#### PROVIDED RECORDS

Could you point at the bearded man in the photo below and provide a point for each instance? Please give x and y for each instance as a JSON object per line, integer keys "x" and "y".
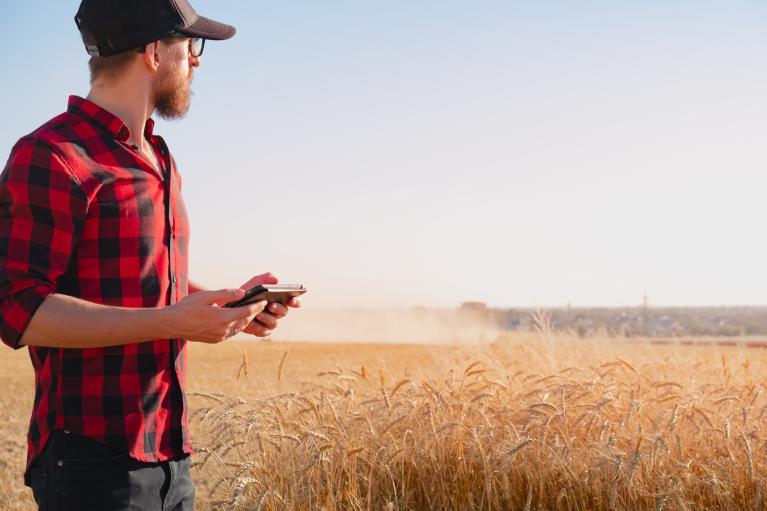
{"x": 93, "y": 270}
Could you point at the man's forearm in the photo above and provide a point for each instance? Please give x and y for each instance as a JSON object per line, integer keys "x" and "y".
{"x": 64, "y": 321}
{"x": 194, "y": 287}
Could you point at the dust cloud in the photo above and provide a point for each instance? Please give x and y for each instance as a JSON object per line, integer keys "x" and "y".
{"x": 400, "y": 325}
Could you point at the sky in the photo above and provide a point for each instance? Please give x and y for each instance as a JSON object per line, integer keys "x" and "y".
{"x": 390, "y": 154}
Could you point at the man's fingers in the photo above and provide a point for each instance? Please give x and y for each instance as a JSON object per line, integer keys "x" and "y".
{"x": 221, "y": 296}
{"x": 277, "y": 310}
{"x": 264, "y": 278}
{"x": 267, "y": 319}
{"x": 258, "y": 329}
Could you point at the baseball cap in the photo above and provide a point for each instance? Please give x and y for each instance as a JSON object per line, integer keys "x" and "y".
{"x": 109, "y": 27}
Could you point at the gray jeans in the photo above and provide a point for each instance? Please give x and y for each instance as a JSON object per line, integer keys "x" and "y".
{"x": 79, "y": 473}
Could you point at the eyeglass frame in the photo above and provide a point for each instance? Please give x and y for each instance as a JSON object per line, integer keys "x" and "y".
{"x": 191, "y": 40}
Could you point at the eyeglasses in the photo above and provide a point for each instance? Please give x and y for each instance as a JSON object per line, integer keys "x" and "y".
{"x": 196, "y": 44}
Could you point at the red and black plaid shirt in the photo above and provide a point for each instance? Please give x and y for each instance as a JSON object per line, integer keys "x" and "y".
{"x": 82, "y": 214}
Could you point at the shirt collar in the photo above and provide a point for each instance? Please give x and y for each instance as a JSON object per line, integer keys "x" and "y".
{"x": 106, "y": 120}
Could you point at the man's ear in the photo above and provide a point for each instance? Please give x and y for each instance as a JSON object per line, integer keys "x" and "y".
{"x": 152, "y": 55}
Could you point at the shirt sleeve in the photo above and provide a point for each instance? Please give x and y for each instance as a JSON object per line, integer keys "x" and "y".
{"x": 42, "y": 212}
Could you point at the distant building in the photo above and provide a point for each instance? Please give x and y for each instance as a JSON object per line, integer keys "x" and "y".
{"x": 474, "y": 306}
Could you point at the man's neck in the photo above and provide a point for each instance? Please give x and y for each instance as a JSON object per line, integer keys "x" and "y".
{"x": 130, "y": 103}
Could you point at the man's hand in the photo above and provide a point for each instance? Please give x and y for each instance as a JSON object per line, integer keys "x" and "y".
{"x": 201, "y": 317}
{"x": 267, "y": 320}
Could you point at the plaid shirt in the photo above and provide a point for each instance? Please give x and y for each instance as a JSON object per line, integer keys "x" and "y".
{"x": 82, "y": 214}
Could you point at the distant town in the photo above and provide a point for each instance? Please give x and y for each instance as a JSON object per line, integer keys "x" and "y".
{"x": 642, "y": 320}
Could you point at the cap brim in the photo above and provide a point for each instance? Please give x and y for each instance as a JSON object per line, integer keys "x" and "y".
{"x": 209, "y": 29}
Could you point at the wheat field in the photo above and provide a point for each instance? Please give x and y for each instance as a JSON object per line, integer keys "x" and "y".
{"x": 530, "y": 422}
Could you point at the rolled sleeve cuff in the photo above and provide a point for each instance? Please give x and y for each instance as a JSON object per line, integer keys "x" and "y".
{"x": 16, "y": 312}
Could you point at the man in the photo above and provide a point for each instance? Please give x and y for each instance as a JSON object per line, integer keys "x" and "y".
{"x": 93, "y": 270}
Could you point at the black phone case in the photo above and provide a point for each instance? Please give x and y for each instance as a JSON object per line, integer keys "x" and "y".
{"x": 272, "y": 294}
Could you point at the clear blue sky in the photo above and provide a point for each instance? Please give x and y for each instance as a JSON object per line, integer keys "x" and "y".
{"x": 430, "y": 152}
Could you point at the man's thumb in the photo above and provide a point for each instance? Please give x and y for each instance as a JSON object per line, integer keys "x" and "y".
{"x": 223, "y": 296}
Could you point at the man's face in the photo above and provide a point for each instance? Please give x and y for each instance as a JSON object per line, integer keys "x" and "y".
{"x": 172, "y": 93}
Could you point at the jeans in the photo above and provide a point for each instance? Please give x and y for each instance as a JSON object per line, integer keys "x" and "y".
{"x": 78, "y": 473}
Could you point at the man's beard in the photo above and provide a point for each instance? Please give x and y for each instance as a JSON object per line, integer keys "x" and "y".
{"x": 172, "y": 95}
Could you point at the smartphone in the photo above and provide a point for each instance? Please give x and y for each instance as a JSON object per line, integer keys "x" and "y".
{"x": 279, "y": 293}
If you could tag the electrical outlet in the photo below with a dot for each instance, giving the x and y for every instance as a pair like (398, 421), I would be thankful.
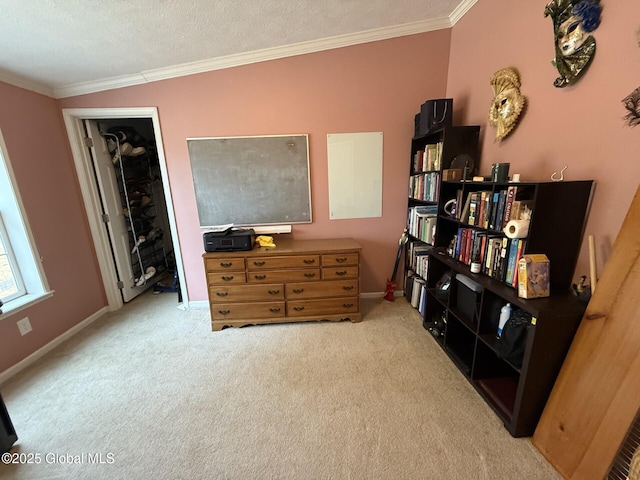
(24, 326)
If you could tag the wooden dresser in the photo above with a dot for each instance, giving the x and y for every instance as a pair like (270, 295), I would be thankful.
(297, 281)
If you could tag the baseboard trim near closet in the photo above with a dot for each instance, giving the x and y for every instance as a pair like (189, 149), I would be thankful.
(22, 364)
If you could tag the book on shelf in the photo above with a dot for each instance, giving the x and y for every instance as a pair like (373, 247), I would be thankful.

########

* EXERCISE: Any images must be left out; transcribe the rest of the material exactly.

* RESULT:
Could you point at the bearded man in the photo below and provide a point for each instance? Please give x and y for each instance as a JSON object per line, integer keys "x" and "y".
{"x": 93, "y": 270}
Could you point at the man's forearm in the photo above and provide a point for each instance? Please give x and y for each instance as a JSON object per line, integer keys "x" and "y".
{"x": 64, "y": 321}
{"x": 194, "y": 287}
Could you point at the dust cloud in the photo above and provide a point for each instance? Please give x and y for each instance as a JSON object per line, integer keys "x" and "y".
{"x": 400, "y": 325}
Could you point at the sky in the photo above and provide a point for each instance? Please give x and y for each instance as a JSON object per line, integer keys "x" and "y".
{"x": 390, "y": 154}
Could you point at the man's fingers in the photo above and provide a point for each instance? Please give x and y for each instance as a JSON object per line, integer keys "x" and "y".
{"x": 221, "y": 296}
{"x": 277, "y": 310}
{"x": 264, "y": 278}
{"x": 267, "y": 319}
{"x": 258, "y": 329}
Could you point at the baseball cap in the photo above and provide a point for each instance? Please give x and y for each instance as a JSON object per line, integer keys "x" and "y".
{"x": 109, "y": 27}
Could you point at the gray jeans in the photo above and provide a point for each instance? Please give x and y for each instance as a JSON object per line, integer keys "x" and "y".
{"x": 79, "y": 473}
Could you point at the eyeglass frame in the photo above and provide a point for each instance? Please give x and y for each instance as a JSON object per line, integer keys "x" and "y".
{"x": 191, "y": 40}
Could you point at the eyeglasses in the photo above and provide a point for each instance? Please give x and y for each instance as a JSON object per line, integer keys "x" and "y".
{"x": 196, "y": 44}
Could you point at the red and black plaid shirt in the photo above and provide a point for each instance? Please give x and y for each instance as a JSON object per line, integer keys "x" and "y".
{"x": 82, "y": 214}
Could you point at the shirt collar in the photo above and provide a point for each instance? Please give x and y for each instance as a JSON object per line, integer keys "x" and "y".
{"x": 106, "y": 120}
Could you point at the man's ear in the photo above and provide a point for each instance? Please give x and y for each instance as a JSON object per line, integer keys "x" and "y".
{"x": 152, "y": 55}
Could you point at the shirt sleeve in the photo above and provide a point for each instance? Please give x and y for each instance as a JSON object per line, integer keys "x" and "y".
{"x": 42, "y": 212}
Could you point at the distant building in the photo above and provide a point for each instance? Please give x and y for each instance as a JSON object per line, integer keys "x" and "y".
{"x": 474, "y": 306}
Could you point at the man's neck in the photo above and provide a point for each instance? Please give x and y for each instance as a JSON object per line, integer keys "x" and "y".
{"x": 130, "y": 103}
Could you point at the man's hand in the photo above and provide a point for each instance? Please give x and y for each instance as a JSON object per line, integer keys "x" and "y".
{"x": 201, "y": 317}
{"x": 267, "y": 320}
Could you point at the plaid shirt in the photo above and provide a point for each instance? Please give x and y for each instance as a JSON object per line, integer keys "x" and "y".
{"x": 82, "y": 214}
Could you point at the distant town in the photo above and provide a point for each instance? Please give x and y for each instance as a JSON object per line, integer keys "x" and "y".
{"x": 642, "y": 320}
Could you point at the cap brim in the photo above and provide a point for each instance? Please give x and y for each instance as a JSON object per line, integer keys "x" and "y".
{"x": 209, "y": 29}
Could you point at the wheat field in the photo above and provide a point for each instance? Please give x and y for each instance as a JSON object per line, integer keys "x" and "y".
{"x": 530, "y": 422}
Could you point at the rolled sleeve cuff in the photo above and provide a point for each instance? Please give x and y for each instance as a JSON object per line, integer keys "x" and "y".
{"x": 16, "y": 312}
Could you point at the man in the photo above and provide a point for each instance? Please give x and y for each instance as a JSON object per line, integer keys "x" and "y".
{"x": 93, "y": 270}
Could you point at the black phone case in the photo above and provide a point for each instance? Please give x and y for each instance as a JSON object per line, integer keys "x" and "y".
{"x": 272, "y": 294}
Could you point at the clear blue sky in the photo above and provide a point for each instance? Please give x and y for each instance as a JSON object per line, integer keys "x" and "y".
{"x": 430, "y": 152}
Could you point at the man's thumb in the photo above and provide a point for each instance? Please give x and y for each instance as a JSON object per line, integer keys "x" and "y".
{"x": 223, "y": 296}
Could you point at the man's face in the photo above and provide a point for each instance? Please give x and y for each instance as a JSON object per line, integer keys "x" and "y".
{"x": 172, "y": 93}
Could you point at the jeans in the photo above and provide a point for each instance? Please give x and y for each instance as a JSON object per line, integer keys "x" and "y".
{"x": 78, "y": 473}
Could you point at the man's beard in the photo above and provide a point for each instance? Please give x and y for each instance as a JSON object per line, integer keys "x" and "y".
{"x": 172, "y": 95}
Could you point at the smartphone in the photo above and provide a point for each instance? Please give x and y for each instance as a JSON object per line, integer keys "x" and "y".
{"x": 279, "y": 293}
If you could tag the electrical outlet in the photo below with a dot for each instance, giving the x and y for every instance as a pair like (398, 421), I would be thankful.
(24, 326)
If you could tag the wooden dresser in the photo above with a dot for each instance, giving the x and y for every instance as a pair like (270, 295), I would be thankful.
(297, 281)
If you could tag the baseboard trim near closet in the photo above with a dot for each instance, giving the x and y for every instance as a pair like (189, 149), I would be thankful.
(22, 364)
If you could tag the book on shelf in the photo above with a dot for each instance, giving the x and y for every instance as a pair like (373, 247), I would be thankful.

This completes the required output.